Of all the lines below, return only those starting with the line holding "Task: point out the horse's tail, placing" and going on through the line holding "[[759, 207], [220, 309], [82, 421]]", exactly as written.

(DATA LISTING begins)

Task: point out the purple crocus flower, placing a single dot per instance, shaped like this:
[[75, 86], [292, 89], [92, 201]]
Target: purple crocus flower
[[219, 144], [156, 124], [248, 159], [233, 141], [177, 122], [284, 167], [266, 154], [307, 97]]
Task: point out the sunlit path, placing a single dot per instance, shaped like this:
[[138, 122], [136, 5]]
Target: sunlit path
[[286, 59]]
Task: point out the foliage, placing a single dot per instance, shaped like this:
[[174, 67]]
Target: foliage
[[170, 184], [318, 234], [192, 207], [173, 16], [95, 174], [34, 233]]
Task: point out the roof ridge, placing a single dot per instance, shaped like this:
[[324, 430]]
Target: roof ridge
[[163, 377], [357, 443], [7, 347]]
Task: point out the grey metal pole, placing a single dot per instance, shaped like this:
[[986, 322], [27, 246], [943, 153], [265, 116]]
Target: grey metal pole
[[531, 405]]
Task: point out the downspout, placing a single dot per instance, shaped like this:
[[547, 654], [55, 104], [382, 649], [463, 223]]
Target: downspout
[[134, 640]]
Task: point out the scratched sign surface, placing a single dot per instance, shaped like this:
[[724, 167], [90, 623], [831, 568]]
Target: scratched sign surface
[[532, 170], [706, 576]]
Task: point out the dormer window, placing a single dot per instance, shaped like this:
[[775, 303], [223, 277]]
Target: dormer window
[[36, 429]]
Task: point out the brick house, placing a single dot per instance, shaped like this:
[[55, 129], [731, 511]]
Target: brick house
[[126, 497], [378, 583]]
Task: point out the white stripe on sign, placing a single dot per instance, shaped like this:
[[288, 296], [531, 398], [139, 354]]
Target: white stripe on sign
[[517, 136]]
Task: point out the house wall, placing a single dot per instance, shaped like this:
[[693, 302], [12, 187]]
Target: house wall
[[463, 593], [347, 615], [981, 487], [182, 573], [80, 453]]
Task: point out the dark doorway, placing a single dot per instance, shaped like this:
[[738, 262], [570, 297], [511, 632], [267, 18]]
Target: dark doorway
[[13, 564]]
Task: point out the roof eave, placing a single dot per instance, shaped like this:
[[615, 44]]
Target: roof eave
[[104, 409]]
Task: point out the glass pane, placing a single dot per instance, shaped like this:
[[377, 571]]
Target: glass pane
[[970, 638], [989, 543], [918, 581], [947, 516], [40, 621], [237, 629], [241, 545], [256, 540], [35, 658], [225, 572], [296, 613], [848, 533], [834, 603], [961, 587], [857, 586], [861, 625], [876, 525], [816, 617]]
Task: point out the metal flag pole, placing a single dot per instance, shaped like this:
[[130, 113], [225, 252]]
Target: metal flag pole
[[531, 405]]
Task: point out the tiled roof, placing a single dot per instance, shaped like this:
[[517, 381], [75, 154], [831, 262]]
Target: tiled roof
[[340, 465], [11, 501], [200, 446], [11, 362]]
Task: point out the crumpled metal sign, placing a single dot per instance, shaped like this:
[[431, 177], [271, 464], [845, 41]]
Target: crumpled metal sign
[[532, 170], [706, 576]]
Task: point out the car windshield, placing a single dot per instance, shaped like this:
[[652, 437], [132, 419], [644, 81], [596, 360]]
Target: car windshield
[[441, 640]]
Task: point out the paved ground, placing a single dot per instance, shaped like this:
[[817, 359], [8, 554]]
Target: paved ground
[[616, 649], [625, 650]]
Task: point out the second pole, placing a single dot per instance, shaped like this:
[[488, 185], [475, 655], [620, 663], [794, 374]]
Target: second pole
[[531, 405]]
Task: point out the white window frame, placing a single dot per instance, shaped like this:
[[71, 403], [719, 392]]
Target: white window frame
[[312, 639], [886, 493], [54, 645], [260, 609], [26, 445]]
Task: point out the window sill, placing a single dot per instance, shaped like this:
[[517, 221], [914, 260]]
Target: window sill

(DATA LISTING ends)
(DATA LISTING begins)

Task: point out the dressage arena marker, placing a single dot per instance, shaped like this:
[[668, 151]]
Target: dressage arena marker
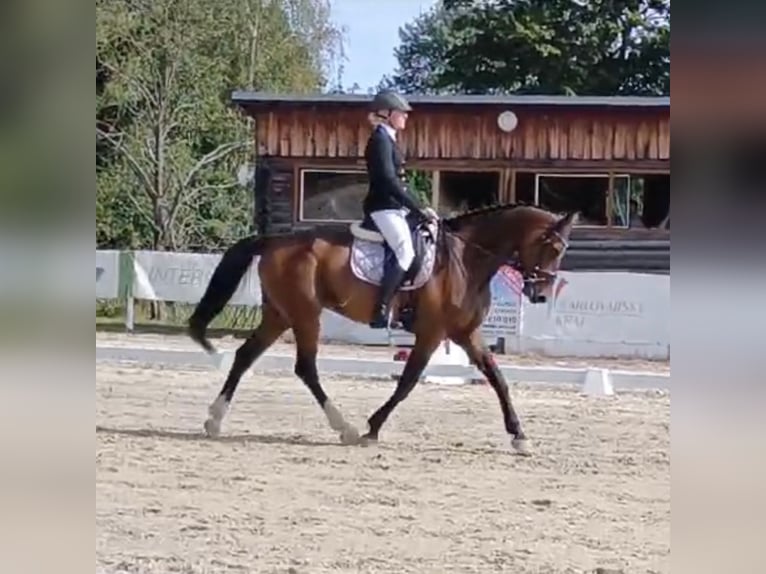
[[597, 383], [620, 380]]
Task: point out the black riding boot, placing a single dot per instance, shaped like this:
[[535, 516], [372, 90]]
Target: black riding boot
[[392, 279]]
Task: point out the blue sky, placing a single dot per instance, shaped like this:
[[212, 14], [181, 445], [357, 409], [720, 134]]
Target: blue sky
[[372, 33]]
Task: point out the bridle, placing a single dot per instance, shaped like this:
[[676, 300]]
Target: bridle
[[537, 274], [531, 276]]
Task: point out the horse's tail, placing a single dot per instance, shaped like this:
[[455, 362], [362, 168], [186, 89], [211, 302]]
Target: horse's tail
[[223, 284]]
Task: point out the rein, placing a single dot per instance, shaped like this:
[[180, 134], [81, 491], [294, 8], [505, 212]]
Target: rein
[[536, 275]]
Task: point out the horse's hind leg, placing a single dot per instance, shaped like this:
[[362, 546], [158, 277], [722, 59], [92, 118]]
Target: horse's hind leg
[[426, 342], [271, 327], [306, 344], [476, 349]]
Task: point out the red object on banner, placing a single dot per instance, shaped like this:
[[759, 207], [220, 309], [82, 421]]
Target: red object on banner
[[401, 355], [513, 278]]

(DATA LISTING ends)
(DATA LISTING begins)

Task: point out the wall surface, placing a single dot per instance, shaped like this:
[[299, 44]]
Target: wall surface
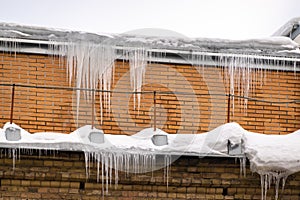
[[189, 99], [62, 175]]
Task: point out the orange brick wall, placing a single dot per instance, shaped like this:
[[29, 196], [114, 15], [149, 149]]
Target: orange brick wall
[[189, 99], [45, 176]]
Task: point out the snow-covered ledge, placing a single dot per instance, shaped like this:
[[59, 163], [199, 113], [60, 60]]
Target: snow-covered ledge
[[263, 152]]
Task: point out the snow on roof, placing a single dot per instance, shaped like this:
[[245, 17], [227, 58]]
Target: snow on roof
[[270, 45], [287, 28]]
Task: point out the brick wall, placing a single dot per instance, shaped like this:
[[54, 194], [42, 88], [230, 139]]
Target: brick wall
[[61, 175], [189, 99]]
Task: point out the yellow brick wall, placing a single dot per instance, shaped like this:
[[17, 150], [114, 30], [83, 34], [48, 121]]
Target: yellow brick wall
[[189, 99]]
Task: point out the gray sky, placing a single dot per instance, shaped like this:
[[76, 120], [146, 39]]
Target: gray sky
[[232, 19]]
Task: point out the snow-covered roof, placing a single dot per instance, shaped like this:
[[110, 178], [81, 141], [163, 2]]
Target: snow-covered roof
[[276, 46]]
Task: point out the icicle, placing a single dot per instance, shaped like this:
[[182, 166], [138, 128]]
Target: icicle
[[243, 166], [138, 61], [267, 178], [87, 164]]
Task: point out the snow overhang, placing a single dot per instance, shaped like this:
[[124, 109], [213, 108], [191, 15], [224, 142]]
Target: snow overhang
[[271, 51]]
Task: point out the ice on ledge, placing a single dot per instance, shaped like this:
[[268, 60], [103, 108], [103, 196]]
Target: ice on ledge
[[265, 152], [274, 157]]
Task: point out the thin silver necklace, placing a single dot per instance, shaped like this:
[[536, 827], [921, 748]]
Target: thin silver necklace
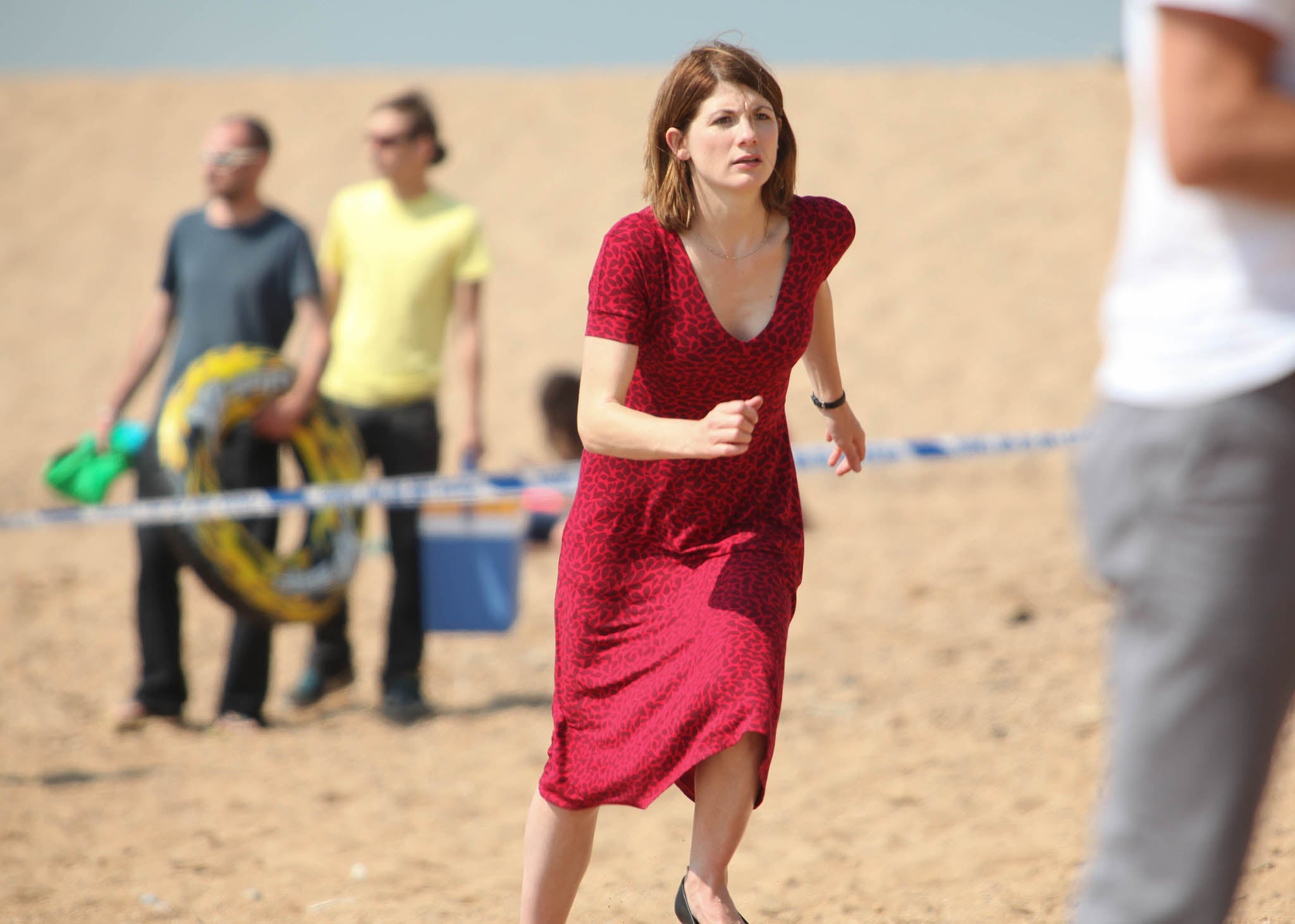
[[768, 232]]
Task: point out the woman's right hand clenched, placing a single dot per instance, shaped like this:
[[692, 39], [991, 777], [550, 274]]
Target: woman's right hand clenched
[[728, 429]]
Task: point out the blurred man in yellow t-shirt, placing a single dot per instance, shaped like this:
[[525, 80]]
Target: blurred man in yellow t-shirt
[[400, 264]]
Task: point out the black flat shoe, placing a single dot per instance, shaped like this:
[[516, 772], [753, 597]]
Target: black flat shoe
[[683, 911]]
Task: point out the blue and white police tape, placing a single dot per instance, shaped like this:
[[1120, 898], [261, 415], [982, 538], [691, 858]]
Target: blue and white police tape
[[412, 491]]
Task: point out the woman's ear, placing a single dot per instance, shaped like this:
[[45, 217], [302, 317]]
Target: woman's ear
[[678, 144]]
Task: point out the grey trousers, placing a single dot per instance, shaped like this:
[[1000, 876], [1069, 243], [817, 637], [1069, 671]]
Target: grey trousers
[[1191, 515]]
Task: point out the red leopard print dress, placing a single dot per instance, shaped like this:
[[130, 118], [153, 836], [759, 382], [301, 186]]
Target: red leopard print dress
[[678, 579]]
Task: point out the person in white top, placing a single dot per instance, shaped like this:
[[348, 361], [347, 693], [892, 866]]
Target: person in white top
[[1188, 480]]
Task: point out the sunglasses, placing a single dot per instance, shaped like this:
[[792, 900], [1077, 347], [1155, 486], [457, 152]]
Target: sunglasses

(DATA LISTING ends)

#### [RESPONSE TO THE TASK]
Task: point out the horse's tail, placing a single dot per instance, shaped like this:
[[455, 362], [362, 168], [186, 89], [211, 302]]
Target: horse's tail
[[223, 284]]
Task: point out the rein, placing a single dot per instance, shaped like this:
[[180, 134], [81, 491], [294, 8], [505, 212]]
Target: rein
[[536, 275]]
Task: point out the horse's hind leg, placing a single dot per instance, shaped like this:
[[362, 546], [158, 277], [722, 59], [92, 118]]
Target: horse's hind leg
[[426, 342], [271, 327], [306, 344], [476, 349]]
Task: point out the red object on banner, placing a single dot per instance, shaped like this:
[[759, 207], [220, 309], [82, 421]]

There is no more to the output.